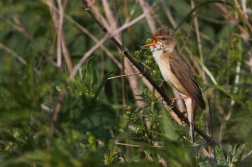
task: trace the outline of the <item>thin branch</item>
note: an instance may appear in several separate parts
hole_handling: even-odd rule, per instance
[[[90,17],[100,26],[100,28],[107,33],[107,29],[97,20],[97,18],[93,15],[93,13],[89,10],[89,7],[87,6],[85,0],[82,0],[82,3],[85,7],[85,10],[88,12]],[[172,101],[170,98],[167,96],[167,94],[159,87],[159,85],[152,79],[152,77],[148,74],[145,73],[144,69],[131,57],[131,55],[124,49],[122,45],[112,36],[110,38],[113,43],[120,48],[120,50],[123,52],[123,54],[131,61],[131,63],[144,75],[144,77],[153,85],[153,87],[158,91],[158,93],[162,96],[164,101],[171,107],[171,109],[177,114],[177,116],[181,119],[184,120],[184,122],[189,125],[188,119],[182,114],[175,106],[172,105]],[[195,126],[195,131],[202,137],[204,138],[210,145],[218,143],[213,140],[211,137],[209,137],[205,132],[203,132],[201,129],[199,129],[197,126]],[[218,145],[219,146],[219,145]]]
[[[156,30],[156,26],[155,26],[154,19],[152,18],[151,13],[149,12],[149,9],[148,9],[150,6],[145,0],[139,0],[139,2],[145,14],[147,23],[151,29],[151,32],[153,33]]]
[[[192,6],[192,8],[195,8],[194,0],[191,0],[191,6]],[[199,55],[200,55],[200,62],[203,64],[204,63],[204,58],[203,58],[201,38],[200,38],[200,32],[199,32],[199,24],[198,24],[198,18],[197,18],[198,9],[195,12],[193,12],[193,14],[194,14],[194,25],[195,25],[195,32],[196,32],[198,50],[199,50]],[[202,76],[202,79],[203,79],[204,83],[207,84],[207,79],[206,79],[206,75],[205,75],[204,70],[201,69],[199,72],[200,72],[200,74]]]
[[[89,10],[89,8],[86,8],[86,10]],[[103,44],[108,38],[111,38],[112,36],[120,33],[122,30],[126,29],[127,27],[132,26],[133,24],[137,23],[139,20],[143,19],[145,17],[145,14],[142,14],[140,16],[138,16],[137,18],[135,18],[134,20],[132,20],[129,23],[125,23],[123,26],[121,26],[119,29],[117,29],[115,32],[113,32],[113,34],[106,34],[93,48],[91,48],[88,52],[86,52],[86,54],[81,58],[81,60],[79,61],[79,63],[76,65],[76,67],[74,68],[73,72],[71,73],[69,79],[72,80],[74,78],[74,76],[76,75],[76,73],[78,72],[78,70],[80,69],[81,65],[85,62],[85,60],[98,48],[101,46],[101,44]],[[98,21],[98,20],[97,20]],[[102,24],[99,22],[99,26],[102,28],[102,30],[106,30],[106,33],[108,33],[108,30],[102,26]],[[113,38],[113,37],[112,37]]]
[[[250,22],[248,21],[248,19],[246,18],[246,16],[244,15],[240,4],[238,3],[237,0],[234,0],[235,3],[235,7],[238,9],[239,13],[241,14],[243,20],[246,22],[247,26],[249,27],[250,31],[252,31],[252,25],[250,24]]]
[[[119,75],[119,76],[115,76],[115,77],[110,77],[110,78],[108,78],[108,80],[110,80],[110,79],[115,79],[115,78],[126,77],[126,76],[134,76],[134,75],[136,75],[136,74],[141,74],[141,73],[140,73],[140,72],[136,72],[136,73],[134,73],[134,74],[123,74],[123,75]]]
[[[53,59],[39,46],[39,44],[35,41],[35,39],[30,35],[30,33],[27,31],[25,26],[21,23],[21,21],[16,17],[13,16],[13,20],[17,24],[17,26],[14,26],[17,30],[22,32],[22,34],[31,41],[31,43],[36,47],[36,49],[47,59],[49,60],[55,67],[58,67],[57,64],[53,61]]]
[[[4,49],[6,52],[12,54],[15,58],[17,58],[21,63],[27,65],[25,59],[23,59],[21,56],[19,56],[18,54],[16,54],[14,51],[12,51],[10,48],[8,48],[7,46],[5,46],[4,44],[0,43],[0,48]]]

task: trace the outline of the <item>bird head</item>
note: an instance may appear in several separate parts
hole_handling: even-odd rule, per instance
[[[161,26],[156,30],[154,34],[151,33],[148,34],[153,38],[153,42],[146,44],[143,47],[161,46],[163,49],[165,49],[165,48],[174,48],[176,46],[177,41],[176,35],[171,29],[167,28],[166,26]]]

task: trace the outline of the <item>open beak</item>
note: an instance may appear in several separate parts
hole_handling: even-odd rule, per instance
[[[146,32],[146,33],[149,34],[153,38],[153,42],[152,43],[148,43],[148,44],[144,45],[143,47],[155,46],[156,43],[157,43],[157,38],[154,35],[152,35],[151,33],[149,33],[149,32]]]

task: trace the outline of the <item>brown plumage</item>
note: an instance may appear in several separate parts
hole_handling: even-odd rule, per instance
[[[194,80],[191,70],[179,55],[174,32],[166,26],[162,26],[150,35],[154,40],[145,46],[150,47],[164,80],[183,97],[190,122],[190,136],[194,142],[196,105],[198,104],[201,109],[206,108],[201,90]]]

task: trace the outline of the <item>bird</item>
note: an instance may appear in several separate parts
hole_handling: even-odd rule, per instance
[[[177,37],[167,26],[159,27],[153,34],[148,33],[153,42],[144,45],[150,47],[152,56],[159,66],[164,80],[180,94],[184,100],[187,118],[190,123],[190,137],[194,143],[194,122],[196,106],[206,108],[202,92],[196,83],[192,71],[183,61],[177,48]],[[173,102],[178,98],[171,99]]]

=======

Rewrite the lines of the records that begin at the line containing "task: trace the outline of the <item>bird</item>" and run through the end of the records, replacing "several" with "multiple" and leaving everything else unchanged.

- WRITTEN SOLUTION -
task: trace the outline of the <item>bird</item>
note: an instance may appear in multiple separate parts
hole_handling: even-odd rule, per instance
[[[177,37],[167,26],[159,27],[153,34],[148,33],[153,42],[144,45],[150,47],[152,56],[159,66],[164,80],[180,94],[184,100],[187,118],[190,123],[190,137],[194,143],[194,122],[196,106],[206,108],[202,92],[196,83],[192,71],[183,61],[177,48]],[[173,102],[178,98],[171,99]]]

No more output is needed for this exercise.